_EXERCISE_: Can you convert the items below, from the first line through the line containing "[(79, 316), (212, 371), (239, 323), (344, 343)]", into a Markdown table with the columns Row and Line, leaving out any blank lines?

_GIVEN RECORDS_:
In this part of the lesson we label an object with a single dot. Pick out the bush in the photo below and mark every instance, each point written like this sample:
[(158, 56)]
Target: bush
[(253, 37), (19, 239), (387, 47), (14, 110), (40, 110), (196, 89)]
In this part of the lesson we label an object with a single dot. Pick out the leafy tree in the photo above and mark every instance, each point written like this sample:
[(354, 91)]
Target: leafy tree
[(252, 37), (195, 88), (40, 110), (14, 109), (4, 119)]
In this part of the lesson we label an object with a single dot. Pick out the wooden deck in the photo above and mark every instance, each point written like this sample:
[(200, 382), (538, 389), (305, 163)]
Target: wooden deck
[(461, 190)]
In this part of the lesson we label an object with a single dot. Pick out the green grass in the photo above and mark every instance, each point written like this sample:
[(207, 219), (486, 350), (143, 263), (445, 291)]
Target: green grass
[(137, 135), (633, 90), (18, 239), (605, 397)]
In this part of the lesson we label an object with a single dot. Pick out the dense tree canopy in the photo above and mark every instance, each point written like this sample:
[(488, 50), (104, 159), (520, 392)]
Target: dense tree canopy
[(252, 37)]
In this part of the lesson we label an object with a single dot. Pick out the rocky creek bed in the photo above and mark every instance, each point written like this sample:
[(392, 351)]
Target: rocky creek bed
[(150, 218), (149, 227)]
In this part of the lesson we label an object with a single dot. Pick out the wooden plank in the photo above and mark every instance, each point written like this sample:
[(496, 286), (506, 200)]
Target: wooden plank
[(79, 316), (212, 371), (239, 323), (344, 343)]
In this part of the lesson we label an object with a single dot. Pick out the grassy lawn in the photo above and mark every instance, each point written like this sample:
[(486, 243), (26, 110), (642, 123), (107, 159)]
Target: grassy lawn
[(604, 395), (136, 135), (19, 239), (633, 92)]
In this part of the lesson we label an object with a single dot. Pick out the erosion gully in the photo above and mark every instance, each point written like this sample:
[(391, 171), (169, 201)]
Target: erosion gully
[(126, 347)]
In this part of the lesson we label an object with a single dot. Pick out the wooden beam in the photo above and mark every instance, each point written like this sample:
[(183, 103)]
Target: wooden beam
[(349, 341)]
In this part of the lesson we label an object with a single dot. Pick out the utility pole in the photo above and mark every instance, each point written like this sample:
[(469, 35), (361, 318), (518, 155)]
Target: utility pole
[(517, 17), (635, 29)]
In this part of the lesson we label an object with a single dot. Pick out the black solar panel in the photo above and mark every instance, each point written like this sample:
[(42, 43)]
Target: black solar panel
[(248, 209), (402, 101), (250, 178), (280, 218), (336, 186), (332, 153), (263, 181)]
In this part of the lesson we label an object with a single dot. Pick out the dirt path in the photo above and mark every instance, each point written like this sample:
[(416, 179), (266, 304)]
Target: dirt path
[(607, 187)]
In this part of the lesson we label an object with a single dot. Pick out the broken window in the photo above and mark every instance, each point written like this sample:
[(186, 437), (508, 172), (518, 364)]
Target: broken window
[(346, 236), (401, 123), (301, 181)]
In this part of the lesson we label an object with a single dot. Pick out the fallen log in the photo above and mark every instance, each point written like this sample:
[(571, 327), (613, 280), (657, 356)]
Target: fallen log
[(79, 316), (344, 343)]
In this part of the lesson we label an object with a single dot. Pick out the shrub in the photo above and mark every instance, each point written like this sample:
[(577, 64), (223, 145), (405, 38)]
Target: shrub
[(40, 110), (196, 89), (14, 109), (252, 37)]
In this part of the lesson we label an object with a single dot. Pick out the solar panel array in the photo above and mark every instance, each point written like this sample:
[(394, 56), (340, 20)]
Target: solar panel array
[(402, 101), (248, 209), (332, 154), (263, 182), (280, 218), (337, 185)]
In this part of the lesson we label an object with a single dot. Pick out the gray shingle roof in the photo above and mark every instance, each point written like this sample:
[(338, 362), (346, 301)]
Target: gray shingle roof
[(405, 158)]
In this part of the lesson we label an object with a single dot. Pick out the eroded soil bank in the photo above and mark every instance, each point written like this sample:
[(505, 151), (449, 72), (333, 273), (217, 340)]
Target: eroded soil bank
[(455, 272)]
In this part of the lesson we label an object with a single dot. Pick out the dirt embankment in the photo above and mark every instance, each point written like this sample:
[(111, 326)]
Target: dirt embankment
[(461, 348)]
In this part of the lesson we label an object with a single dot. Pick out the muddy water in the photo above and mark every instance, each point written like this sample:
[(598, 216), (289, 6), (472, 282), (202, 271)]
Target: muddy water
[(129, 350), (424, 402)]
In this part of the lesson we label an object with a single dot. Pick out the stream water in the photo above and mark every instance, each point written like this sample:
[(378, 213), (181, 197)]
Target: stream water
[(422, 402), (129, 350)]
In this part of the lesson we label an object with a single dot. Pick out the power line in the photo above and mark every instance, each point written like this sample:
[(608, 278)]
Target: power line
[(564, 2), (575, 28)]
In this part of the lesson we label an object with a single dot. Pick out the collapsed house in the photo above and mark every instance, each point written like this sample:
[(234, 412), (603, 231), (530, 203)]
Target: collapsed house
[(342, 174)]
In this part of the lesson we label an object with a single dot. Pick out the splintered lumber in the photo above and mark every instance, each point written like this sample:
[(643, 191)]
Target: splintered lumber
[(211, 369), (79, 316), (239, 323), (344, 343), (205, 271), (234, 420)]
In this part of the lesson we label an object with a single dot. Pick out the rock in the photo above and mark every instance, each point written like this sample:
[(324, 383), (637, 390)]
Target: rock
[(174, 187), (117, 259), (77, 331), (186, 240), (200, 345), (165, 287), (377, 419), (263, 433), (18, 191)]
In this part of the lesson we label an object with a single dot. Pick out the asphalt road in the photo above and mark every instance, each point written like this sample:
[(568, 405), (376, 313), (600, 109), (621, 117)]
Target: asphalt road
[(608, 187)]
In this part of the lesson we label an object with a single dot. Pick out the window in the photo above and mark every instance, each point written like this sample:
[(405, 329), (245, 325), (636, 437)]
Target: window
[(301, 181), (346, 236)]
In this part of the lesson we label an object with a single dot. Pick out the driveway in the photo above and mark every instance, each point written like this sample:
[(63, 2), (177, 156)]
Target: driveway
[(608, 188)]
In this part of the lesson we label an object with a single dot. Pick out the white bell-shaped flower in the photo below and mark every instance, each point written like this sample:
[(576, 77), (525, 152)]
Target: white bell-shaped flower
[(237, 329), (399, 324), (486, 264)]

_FULL ANSWER_:
| Row | Line |
|---|---|
| 1 | In this part of the lesson we label an object with a single dot. Pick out the bush in the photo below and mark every instance, each point written like this sample: |
| 2 | [(158, 56)] |
| 3 | Target: bush |
| 4 | [(253, 37), (19, 239), (387, 47), (14, 110), (40, 110), (196, 89)] |
| 5 | In this part of the lesson we label an object with a single dot. Pick out the leafy tree in the photo above and mark every instance, each point written like this sample: |
| 6 | [(354, 91)] |
| 7 | Target: leafy tree |
| 8 | [(252, 37), (195, 88), (40, 110), (14, 109), (4, 119)] |
| 9 | In this part of the lesson we label an object with a single dot. Pick out the wooden deck in the photo above and mark every instance, each point written like this sample: |
| 10 | [(200, 382), (538, 389), (305, 163)] |
| 11 | Target: wooden deck |
| 12 | [(461, 190)] |
| 13 | In this part of the lesson we label an object with a single dot. Pick out the green grass in the photo above and mark every instance, each point written like this sample: |
| 14 | [(207, 219), (486, 350), (143, 263), (445, 291)] |
| 15 | Target: green grass |
| 16 | [(137, 135), (633, 90), (18, 239), (605, 397)] |
| 17 | In this part of the lesson we label an object with a single dot. Pick out the dense tree canopy in the photo above and mark every instance, each point written like this sample: |
| 18 | [(488, 50), (104, 159), (520, 392)] |
| 19 | Target: dense tree canopy |
| 20 | [(252, 37)] |
| 21 | In this part of the lesson we label an object with a single dot. Pick out the rocky creek bed in the photo above and mark every instance, each point written like this sample: |
| 22 | [(392, 351)] |
| 23 | Target: rocky creek bed |
| 24 | [(150, 218), (149, 227)] |
| 25 | In this part of the lesson we label an object with a single dot. Pick out the wooden plank in the photo above and mark every instance, each point written like this sample: |
| 26 | [(496, 286), (506, 200)] |
| 27 | Target: wooden plank |
| 28 | [(79, 316), (212, 371), (239, 323), (344, 343)] |